#### [Task to carry out]
Report back each line of the data that contains the word "Target".

#### [Data in this exercise]
·····
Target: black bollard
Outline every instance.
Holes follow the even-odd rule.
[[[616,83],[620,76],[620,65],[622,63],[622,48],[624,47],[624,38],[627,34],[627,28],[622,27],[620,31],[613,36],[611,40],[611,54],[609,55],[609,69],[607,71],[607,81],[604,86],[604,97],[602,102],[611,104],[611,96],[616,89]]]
·····
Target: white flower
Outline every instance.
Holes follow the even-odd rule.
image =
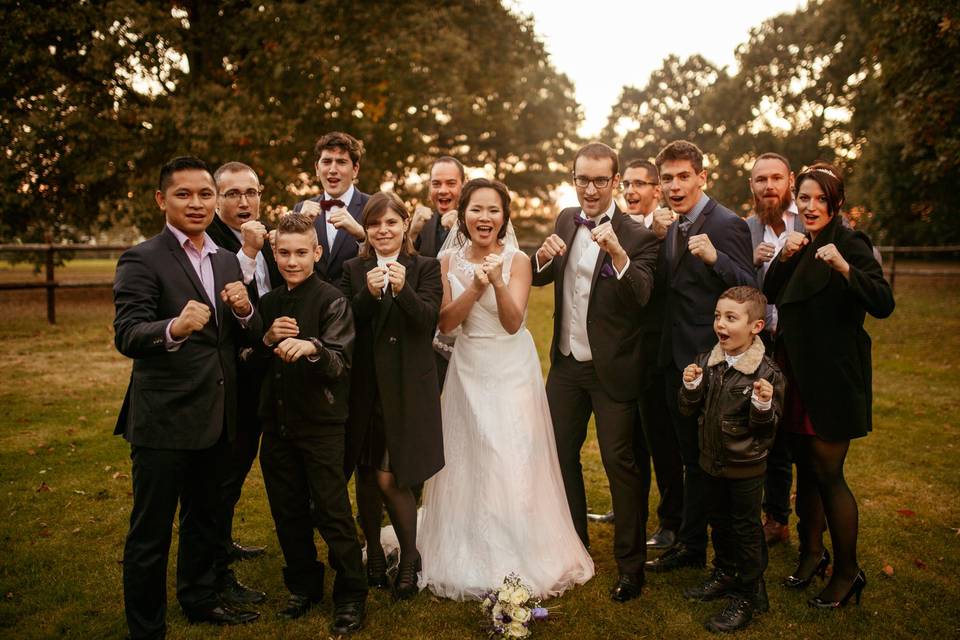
·····
#### [Task result]
Target: black bollard
Target: white flower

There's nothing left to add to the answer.